*Source text*:

KDE e.V. Endorses Community Working Group, Code of Conduct

On Monday at Akademy, KDE's yearly world summit, the KDE e.V. held its general assembly, covering a wide range hot topics, regarding licensing and community scalability. While part of the meeting is dictated by intricacies of German association law, the AGM also provides a way of effectively solving issues arising in the KDE community and deciding on ways to move forward as an organisation. This year's KDE e.V. General Assembly endorsed a Code of Conduct, the Community Working Group and a Fiduciary License Agreement for KDE contributors.

Code of Conduct

The KDE e.V. has ratified a proposal for a Code of Conduct as accepted shared set of values for participating in the KDE Community. This Code of Conduct presents a summary of the shared values and "common sense" thinking in our community. The basic social ingredients that hold our project together include:

  • Be considerate
  • Be respectful
  • Be collaborative
  • Be pragmatic
  • Support others in the Community
  • Get support from others in the Community

The full version of the KDE Code of Conduct is online now.

Community Working Group

Preparations in the last months have now led to the founding of KDE's first Community Working Group. The purpose of this new body endorsed by KDE e.V. is summarised as:

"The Community Working Group aims to act as a central point of contact
by being available to communicate user needs and concerns to
developers, and developer intentions and plans to users."

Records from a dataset
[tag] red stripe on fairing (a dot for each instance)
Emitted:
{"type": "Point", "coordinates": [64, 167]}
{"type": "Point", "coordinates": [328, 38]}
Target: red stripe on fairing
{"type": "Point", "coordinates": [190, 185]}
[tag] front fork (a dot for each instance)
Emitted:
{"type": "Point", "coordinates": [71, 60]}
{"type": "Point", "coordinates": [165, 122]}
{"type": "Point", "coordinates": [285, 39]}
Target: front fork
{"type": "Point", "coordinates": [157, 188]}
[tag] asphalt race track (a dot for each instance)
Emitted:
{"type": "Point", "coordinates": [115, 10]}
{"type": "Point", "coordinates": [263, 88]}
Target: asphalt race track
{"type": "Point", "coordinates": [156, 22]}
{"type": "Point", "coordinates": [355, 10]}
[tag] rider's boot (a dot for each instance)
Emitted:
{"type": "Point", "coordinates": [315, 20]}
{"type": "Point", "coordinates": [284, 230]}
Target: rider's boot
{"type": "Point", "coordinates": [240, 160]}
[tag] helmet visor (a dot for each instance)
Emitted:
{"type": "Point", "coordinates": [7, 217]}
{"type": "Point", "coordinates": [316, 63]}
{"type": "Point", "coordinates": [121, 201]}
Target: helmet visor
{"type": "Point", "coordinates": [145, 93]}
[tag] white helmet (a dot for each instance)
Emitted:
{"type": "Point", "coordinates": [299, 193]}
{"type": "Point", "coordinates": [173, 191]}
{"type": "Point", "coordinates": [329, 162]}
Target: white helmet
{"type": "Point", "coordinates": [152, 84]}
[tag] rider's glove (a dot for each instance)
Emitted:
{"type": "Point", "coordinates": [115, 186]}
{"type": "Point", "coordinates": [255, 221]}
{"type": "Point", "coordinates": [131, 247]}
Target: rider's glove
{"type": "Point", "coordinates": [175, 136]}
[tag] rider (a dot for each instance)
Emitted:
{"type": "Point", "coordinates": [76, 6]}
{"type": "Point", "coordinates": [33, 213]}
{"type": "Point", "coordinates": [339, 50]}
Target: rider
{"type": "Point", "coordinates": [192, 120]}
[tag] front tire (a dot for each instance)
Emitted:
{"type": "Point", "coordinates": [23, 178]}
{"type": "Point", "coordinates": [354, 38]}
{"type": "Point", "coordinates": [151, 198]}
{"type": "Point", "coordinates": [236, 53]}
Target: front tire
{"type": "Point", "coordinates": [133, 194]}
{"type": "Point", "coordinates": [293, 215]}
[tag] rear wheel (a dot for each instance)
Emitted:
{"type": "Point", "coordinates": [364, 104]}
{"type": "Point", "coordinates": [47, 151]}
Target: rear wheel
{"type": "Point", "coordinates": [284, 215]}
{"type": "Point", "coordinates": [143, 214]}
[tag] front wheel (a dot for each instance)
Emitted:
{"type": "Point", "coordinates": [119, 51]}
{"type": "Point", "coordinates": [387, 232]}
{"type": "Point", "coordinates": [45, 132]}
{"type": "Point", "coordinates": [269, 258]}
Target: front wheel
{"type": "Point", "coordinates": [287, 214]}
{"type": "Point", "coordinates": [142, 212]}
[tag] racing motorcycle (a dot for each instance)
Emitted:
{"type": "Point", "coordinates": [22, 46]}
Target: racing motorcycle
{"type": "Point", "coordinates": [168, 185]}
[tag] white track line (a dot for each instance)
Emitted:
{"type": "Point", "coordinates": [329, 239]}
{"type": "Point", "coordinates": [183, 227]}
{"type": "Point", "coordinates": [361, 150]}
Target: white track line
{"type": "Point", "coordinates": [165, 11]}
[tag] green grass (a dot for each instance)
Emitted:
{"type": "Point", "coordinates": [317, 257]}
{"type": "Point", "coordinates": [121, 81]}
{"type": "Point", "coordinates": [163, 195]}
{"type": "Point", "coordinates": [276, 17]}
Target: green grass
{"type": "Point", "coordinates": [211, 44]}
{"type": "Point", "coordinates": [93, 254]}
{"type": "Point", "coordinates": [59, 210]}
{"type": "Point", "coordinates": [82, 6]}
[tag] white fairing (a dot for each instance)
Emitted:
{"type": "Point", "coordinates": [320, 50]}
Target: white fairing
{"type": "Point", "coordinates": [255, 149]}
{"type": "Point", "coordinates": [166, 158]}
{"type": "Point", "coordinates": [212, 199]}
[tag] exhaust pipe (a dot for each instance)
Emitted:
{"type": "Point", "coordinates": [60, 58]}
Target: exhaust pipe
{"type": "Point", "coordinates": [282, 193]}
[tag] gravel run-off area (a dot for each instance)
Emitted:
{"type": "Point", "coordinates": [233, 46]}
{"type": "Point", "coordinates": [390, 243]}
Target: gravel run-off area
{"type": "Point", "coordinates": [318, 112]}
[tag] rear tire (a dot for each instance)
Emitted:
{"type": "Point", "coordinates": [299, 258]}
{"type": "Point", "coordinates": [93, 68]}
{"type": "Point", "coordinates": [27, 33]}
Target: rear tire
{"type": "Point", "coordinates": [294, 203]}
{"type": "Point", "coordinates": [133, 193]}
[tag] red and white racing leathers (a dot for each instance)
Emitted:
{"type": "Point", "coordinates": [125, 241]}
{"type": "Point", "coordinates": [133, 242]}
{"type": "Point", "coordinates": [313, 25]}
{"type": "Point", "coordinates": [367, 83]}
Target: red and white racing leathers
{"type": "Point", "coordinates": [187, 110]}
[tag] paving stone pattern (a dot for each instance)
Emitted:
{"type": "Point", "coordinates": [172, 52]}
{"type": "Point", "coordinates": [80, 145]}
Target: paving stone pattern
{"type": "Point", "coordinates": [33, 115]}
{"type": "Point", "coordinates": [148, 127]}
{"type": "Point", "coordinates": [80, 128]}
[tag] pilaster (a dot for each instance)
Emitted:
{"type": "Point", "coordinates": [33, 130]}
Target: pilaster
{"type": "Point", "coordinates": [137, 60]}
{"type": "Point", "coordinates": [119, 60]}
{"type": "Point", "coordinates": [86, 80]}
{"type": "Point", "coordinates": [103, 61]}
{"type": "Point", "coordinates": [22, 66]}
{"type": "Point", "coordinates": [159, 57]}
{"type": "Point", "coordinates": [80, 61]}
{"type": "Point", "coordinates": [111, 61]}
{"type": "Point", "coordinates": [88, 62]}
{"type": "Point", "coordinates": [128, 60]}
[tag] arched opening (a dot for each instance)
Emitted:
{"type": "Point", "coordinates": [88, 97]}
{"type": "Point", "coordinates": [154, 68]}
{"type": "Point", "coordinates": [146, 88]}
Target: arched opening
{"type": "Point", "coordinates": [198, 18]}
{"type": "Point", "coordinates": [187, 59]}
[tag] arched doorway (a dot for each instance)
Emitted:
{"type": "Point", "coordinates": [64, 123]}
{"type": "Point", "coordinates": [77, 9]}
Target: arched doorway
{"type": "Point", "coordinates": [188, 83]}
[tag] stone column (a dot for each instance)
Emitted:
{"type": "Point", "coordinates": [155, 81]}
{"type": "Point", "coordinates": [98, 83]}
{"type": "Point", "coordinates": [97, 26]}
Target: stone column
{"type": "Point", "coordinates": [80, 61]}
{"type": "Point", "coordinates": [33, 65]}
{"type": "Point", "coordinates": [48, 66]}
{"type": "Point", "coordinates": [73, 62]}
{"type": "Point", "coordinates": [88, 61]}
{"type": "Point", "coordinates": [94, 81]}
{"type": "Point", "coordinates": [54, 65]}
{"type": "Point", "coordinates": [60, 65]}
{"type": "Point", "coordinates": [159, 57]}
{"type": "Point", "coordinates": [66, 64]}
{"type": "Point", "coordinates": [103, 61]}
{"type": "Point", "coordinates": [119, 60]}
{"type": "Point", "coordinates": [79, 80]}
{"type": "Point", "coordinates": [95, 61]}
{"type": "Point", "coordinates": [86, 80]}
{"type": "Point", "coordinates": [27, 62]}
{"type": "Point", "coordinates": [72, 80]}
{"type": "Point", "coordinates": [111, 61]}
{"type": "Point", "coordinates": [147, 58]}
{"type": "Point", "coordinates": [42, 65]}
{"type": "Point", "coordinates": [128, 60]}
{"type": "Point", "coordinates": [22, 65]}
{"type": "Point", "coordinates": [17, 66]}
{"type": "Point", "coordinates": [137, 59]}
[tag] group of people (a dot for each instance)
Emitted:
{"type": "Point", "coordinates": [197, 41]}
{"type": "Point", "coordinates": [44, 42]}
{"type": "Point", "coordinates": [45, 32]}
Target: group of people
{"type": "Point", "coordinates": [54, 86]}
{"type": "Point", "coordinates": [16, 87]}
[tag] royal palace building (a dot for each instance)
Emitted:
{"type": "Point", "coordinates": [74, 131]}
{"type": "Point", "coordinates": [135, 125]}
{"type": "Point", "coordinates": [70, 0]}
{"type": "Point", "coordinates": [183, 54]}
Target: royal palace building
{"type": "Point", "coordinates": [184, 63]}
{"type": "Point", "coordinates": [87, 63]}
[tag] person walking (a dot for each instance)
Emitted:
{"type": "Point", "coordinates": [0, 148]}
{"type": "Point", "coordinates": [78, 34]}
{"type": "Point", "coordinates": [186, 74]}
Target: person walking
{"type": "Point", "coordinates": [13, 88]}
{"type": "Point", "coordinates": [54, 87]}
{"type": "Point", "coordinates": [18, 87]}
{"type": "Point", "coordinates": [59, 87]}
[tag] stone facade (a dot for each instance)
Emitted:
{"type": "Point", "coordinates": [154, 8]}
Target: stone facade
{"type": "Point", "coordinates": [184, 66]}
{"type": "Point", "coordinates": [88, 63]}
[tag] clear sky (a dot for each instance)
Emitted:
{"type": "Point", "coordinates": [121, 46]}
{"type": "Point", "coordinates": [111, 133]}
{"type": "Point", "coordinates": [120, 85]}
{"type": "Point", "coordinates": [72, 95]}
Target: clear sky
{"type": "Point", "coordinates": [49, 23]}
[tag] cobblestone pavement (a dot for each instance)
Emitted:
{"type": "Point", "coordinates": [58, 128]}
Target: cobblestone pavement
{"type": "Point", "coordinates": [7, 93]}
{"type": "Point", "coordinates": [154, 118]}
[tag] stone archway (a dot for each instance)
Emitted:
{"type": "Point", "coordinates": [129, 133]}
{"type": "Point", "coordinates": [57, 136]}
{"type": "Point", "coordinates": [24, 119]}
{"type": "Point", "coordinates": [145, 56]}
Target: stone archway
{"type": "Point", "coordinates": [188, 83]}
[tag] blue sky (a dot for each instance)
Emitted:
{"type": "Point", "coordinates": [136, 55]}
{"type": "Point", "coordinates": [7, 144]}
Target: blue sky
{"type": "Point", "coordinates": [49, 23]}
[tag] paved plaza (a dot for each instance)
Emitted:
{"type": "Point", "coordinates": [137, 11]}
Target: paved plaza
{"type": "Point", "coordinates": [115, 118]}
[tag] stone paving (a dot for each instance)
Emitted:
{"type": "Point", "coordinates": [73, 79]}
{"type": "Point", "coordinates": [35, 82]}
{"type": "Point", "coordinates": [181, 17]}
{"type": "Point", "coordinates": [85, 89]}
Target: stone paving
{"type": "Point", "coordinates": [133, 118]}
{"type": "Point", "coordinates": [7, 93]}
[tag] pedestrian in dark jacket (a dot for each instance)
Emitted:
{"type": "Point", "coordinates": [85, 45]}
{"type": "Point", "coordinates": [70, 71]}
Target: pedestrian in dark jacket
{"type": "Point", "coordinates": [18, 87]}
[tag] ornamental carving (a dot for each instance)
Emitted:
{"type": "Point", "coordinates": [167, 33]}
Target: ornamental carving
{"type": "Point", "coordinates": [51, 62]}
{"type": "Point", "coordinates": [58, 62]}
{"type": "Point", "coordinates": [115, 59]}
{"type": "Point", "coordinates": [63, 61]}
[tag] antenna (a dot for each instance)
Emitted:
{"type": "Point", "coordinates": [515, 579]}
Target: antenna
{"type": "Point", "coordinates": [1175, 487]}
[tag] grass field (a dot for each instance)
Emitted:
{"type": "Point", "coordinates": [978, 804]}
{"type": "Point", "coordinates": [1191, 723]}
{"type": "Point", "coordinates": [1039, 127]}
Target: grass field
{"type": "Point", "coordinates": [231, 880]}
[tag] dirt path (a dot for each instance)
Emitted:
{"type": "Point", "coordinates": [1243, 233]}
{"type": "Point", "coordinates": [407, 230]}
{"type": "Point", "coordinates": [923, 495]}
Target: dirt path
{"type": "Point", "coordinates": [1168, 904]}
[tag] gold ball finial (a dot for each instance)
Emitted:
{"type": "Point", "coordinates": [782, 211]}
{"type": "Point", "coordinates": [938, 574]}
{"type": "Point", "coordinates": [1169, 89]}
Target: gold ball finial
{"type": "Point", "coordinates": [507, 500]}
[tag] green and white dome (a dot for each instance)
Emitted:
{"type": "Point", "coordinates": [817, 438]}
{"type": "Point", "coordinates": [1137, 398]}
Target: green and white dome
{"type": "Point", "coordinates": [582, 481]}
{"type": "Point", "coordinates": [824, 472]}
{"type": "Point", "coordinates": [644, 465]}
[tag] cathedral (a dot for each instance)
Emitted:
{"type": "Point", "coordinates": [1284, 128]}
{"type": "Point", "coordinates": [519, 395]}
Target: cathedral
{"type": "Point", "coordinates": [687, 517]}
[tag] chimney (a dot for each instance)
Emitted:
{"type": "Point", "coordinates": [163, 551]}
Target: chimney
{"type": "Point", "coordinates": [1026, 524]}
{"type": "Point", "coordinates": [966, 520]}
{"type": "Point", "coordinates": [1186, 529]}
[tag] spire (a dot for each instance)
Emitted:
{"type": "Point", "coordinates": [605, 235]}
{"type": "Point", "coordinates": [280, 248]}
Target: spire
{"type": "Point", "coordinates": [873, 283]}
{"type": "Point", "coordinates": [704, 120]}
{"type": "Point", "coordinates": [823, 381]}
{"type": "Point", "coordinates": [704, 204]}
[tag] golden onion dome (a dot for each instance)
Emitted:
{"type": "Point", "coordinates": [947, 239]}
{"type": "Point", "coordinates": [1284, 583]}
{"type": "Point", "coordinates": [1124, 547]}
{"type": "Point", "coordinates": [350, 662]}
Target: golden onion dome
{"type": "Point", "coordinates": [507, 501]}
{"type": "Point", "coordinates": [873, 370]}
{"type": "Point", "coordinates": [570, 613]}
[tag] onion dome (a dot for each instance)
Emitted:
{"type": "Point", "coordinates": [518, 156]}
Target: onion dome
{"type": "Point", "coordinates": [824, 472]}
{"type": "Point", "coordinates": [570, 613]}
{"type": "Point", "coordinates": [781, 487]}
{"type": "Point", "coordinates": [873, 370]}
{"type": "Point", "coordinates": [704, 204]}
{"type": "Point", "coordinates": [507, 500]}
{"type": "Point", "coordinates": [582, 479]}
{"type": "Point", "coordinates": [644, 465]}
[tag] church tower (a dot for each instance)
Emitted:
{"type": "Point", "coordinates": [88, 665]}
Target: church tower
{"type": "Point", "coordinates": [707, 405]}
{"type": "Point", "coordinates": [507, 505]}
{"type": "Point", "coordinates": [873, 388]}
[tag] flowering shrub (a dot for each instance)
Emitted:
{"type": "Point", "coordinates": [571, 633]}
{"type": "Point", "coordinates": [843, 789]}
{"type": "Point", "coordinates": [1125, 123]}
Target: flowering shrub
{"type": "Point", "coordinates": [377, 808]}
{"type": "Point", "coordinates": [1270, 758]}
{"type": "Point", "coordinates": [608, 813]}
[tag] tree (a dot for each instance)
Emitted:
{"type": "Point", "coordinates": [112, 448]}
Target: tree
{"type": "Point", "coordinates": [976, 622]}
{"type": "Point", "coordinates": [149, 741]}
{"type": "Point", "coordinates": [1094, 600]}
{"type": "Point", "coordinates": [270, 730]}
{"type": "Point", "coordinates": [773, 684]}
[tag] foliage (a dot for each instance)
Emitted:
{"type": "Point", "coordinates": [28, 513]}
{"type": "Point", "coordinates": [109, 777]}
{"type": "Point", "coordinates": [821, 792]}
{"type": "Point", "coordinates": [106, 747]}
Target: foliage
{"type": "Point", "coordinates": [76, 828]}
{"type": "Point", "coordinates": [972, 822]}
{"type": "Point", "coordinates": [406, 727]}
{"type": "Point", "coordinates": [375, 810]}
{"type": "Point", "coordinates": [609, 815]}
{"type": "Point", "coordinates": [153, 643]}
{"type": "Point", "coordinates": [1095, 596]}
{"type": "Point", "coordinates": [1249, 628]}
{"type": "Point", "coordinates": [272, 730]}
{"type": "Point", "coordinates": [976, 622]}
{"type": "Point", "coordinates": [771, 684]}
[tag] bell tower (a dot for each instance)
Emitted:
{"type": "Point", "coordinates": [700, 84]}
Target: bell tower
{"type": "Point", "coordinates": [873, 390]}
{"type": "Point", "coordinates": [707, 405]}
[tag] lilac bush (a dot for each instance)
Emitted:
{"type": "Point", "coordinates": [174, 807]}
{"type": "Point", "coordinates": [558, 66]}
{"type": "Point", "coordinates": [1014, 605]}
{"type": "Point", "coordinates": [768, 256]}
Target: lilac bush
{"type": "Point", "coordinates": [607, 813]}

*To do*: Could you resume the KDE e.V. announcement after its last sentence?

*Answer to this task*:
The initial members of KDE's Community Working Group are:

  • Anne Wilson
  • Juan Carlos Torres
  • Lydia Pintscher
  • Martin Fitzpatrick
  • Tom Albers

KDE e.V. Logo

As KDE e.V. is a different entity from the more comprehensive KDE Community, the spirit of this organisation is now displayed by having its own logo. The three flags on top of the logo represent the three main tasks of the KDE e.V.: supporting the KDE Community, representing the KDE Community, and governing the KDE Community. The logo has been contributed by Oxygen team member David Vignoni.

Fiduciary License Agreement

The Fiduciary License Agreement is a legal safety net to keep KDE's licensing effective in cases where a change of licensing is required (for example in the unlikely case that the GPL is void) and the contributor holding the copyright of a certain piece of code is not able to change the license of her work.

The FLA is in no way required for KDE developers, but a suggestion by the KDE e.V. to mitigate the risk of possible problems surrounding copyright assignment and licensing. It is left to each individual copyright holder whether or not to sign the agreement.

Details on all the above points will be published on the KDE e.V. website soon.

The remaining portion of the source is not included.